Une étude de l’Université de Chicago témoigne d’un lien évident
entre le taux de testostérone et la prise de risque.

Muni d’un calepin et de mon appareil photo, je me suis donc mis en piste. Avec en fil rouge cette phrase que j’adore, attribuée aujourd’hui à Christine Lagarde, mais qui émane en fait de Ngozi Okonjo-Iweala, directrice de la Banque mondiale au Nigeria, qui déclarait en 2009: «Si Lehman Brothers avait été Lehman Sisters, on n’en serait pas là aujourd’hui.»  C’est par contre cette même Christine Lagarde qui a confirmé ce que j’avais pressenti lorsqu’elle parle de l’ancienne présidente de la Réserve fédérale: «Janet et moi n’avons pas besoin du préambule très chargé en testostérone «tu marques ton territoire, je marque le mien» qui inaugure toute discussion entre hommes. Nos conversations sont plus directes, plus franches, sans fioritures». Je ne suis pas certain qu’un humain gonflé à la testostérone s’exprime avec des fioritures, mais passons...

La testostétone, parlons-en: sur la base d’échantillons salivaires, une étude de l’Université de Chicago témoigne d’un lien évident entre le taux de testostérone et la prise de risque, que ce soit dans la gestion de placements financiers ou de sa vie professionnelle. Voilà, c’est tout. Et vous ne me ferez pas dire que le taux de testostérone est généralement plus marqué chez les hommes que chez les femmes. Nous connaissons tous de nombreuses preuves du contraire.

§ Consigne
Selon l'extrait, de qui émane en réalité la phrase sur « Lehman Sisters » ?

Données des masques de segmentation
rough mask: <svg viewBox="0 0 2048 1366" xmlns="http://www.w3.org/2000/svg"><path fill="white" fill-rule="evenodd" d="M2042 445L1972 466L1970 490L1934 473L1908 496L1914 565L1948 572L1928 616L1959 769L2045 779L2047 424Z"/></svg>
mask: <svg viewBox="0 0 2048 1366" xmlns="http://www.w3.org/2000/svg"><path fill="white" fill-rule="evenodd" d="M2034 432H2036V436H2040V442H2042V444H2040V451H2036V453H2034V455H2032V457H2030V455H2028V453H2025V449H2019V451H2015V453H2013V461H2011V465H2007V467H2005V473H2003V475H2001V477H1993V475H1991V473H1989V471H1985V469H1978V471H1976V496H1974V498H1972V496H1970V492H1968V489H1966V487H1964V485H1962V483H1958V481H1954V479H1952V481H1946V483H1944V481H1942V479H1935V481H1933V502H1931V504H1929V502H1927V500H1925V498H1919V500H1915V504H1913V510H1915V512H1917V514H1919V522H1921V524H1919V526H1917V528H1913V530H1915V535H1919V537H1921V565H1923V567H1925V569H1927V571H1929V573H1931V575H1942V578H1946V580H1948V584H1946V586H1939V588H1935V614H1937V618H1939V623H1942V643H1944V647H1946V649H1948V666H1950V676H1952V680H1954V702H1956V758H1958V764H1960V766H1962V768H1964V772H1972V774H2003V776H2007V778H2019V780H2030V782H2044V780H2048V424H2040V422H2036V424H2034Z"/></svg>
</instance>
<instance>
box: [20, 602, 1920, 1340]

§ Réponse attendue
Elle émane de Ngozi Okonjo-Iweala, directrice de la Banque mondiale au Nigeria, qui l'a prononcée en 2009.